In subsequent work, Goleman focuses more deeply on these various elements of emotional intelligence. In 2001, with Case Western Reserve professor Richard Boyatzis and U.Penn faculty member Annie McKee, he explored the contagious nature of emotions at work, and the link between leaders’ emotional states and their companies’ financial success in “Primal Leadership.” In 2008, in “Social Intelligence and the Biology of Leadership,” Goleman and Boyatzis take a closer look at the mechanisms of social intelligence (the wellsprings of empathy and social skills). And most recently, in “The Focused Leader,” Goleman applies advances in neuroscience research to explain how leaders can increase each element of emotional intelligence by understanding and improving the various ways they focus their attention, both expansively and narrowly.

It is perhaps an indication of how young this field is (or perhaps how fundamental Goleman’s typology is to it) that pretty much the entire canon of thinking on the subject in HBR also focuses on one or another of these elements of emotional intelligence as Goleman laid them out.

In “Cultural Intelligence,” for instance, Elaine Mosakowiski of the University of Colorado, Boulder, and LBS professor Christopher Earley take an in-depth look at one important social skill, the ability to adjust to different contexts, offering a diagnostic to help you gauge your abilities and a six-step process for improving them.  In “Contextual Intelligence,” HBS professor Tarun Khanna examines how leaders develop what Goleman calls “cognitive empathy,” the aspect of social intelligence that “enables leaders to pick up implied norms and learn the unique mental models of a new culture.” In Emotional Agility, consultants Susan David and Christina Congleton, focus on one aspect of self-regulation, detailing a process for recognizing and rechanneling your negative emotions, an idea echoed in Kellogg school professor Leigh Thompson and U. Chicago behavioral science professor Tanya Menon’s approach to coping with envy at work. And in “Building the Emotional Intelligence of Groups,” Steven Wolff of Marist College, and another CWR professor, Vanessa Urch Druskat, examine how emotional intelligence is manifested in and strengthens teams.

The year that Mayer and Salovey coined the term emotional intelligence was the same year functional magnetic resonance imaging (fMRI) was invented, making it possible for the first time to see what was happening in the brain while it was in action. Goleman’s work is infused with these insights, and HBR has reported on the most surprising research in this area, particularly in the last five years:

  • on the mechanisms of charisma,
  • on what’s happening at a physical level when you understand what another person is saying,
  • on when emotional reasoning trumps IQ,
  • (and conversely when anger poisons decision making);
  • on when flattery works and when it doesn’t,
  • and on the merits of gossip in fostering social networks.

And just this month, HBR’s editors reported on the strong link between empathetic leaders and financial performance. Collectively they form an impressive and growing body of evidence suggesting the integrated nature of our rational and emotional selves and the impossibility and inadvisability of separating the two at work.

Still, it is sign that the field is reaching a certain level of maturity that we are beginning to see some counterarguments. Most notably, a Wharton professor, Adam Grant, who in his own research has reported a lack of correlation between scores on tests of emotional intelligence and business results. While Goleman and others contest his methods, Mayer himself pointed out in 2002 HBR article that “emotional intelligence isn’t the only way to attain success as a leader. A brilliant strategist who can maximize profits may be able to hire and keep talented employees even if he or she doesn’t have strong personal connections with them.” But building those strong connections is still probably a safer bet than ignoring them.

- DATASET RECORDS:
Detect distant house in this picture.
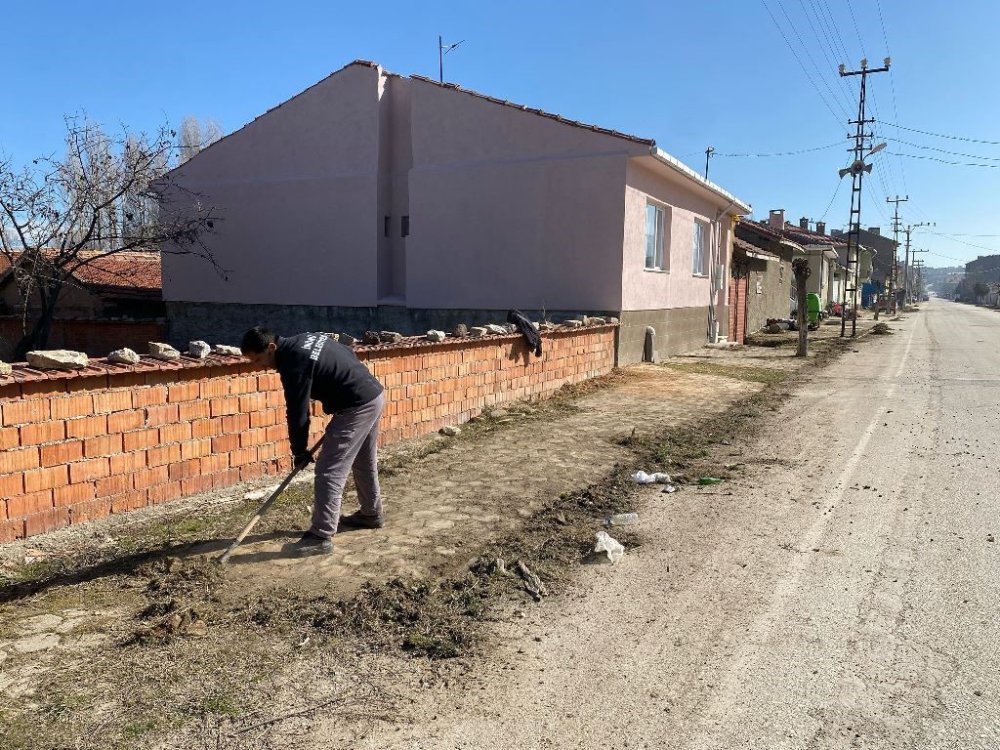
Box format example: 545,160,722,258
0,250,165,319
163,61,750,362
730,220,807,340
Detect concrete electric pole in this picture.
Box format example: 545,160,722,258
839,57,891,336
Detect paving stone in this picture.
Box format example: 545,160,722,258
28,349,90,370
149,341,181,362
108,347,142,365
20,614,63,635
11,633,60,654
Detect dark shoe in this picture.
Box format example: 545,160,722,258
337,510,385,529
282,531,333,557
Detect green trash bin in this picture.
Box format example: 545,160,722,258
806,292,822,323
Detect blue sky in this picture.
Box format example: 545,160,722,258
0,0,1000,266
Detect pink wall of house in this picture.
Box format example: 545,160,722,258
163,65,381,306
622,157,732,310
406,79,648,310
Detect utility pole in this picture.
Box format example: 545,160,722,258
438,34,465,83
903,221,934,305
888,193,910,318
838,57,891,337
913,250,930,302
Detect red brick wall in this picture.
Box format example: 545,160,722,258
0,325,615,542
0,316,167,359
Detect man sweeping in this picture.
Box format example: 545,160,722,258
240,326,385,555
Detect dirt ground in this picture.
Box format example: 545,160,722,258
0,321,878,749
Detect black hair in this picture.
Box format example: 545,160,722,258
240,326,278,354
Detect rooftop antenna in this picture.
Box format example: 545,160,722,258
438,34,465,83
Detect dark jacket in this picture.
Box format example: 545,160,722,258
275,333,382,456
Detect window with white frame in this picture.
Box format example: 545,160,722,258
646,203,667,271
691,220,708,276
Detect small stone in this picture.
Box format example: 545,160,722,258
108,347,142,365
28,349,90,370
149,341,181,362
188,341,212,359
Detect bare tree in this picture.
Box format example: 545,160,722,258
0,117,219,359
177,115,222,164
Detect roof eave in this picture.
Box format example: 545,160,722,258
649,144,753,216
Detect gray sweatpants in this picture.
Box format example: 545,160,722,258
310,393,385,538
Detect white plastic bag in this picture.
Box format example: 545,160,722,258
594,531,625,564
632,471,670,484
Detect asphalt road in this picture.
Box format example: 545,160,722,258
356,300,1000,750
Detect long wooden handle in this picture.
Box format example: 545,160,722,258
219,438,323,565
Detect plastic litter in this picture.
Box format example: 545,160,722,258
594,531,625,565
632,471,670,484
605,513,639,526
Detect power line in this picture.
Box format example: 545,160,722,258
819,177,844,221
886,138,1000,161
712,141,844,158
882,122,1000,146
760,0,842,125
886,151,1000,169
775,0,851,120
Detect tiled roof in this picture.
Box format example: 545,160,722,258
410,73,656,147
733,237,778,258
0,249,163,292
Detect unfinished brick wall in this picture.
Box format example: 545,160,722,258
0,325,615,542
0,316,167,359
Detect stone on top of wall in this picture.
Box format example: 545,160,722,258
107,347,141,365
28,349,90,370
149,341,181,362
187,341,212,359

- THE PROBLEM:
According to the article on emotional intelligence, why does nearly all HBR thinking on the subject center on one or another of the elements Goleman laid out? Answer in one to three sentences. The items aren't needed here.

- OUTPUT OF THE TASK:
The article offers two possible reasons. It may show how young the field is, or it may show how fundamental Goleman's typology is to the field.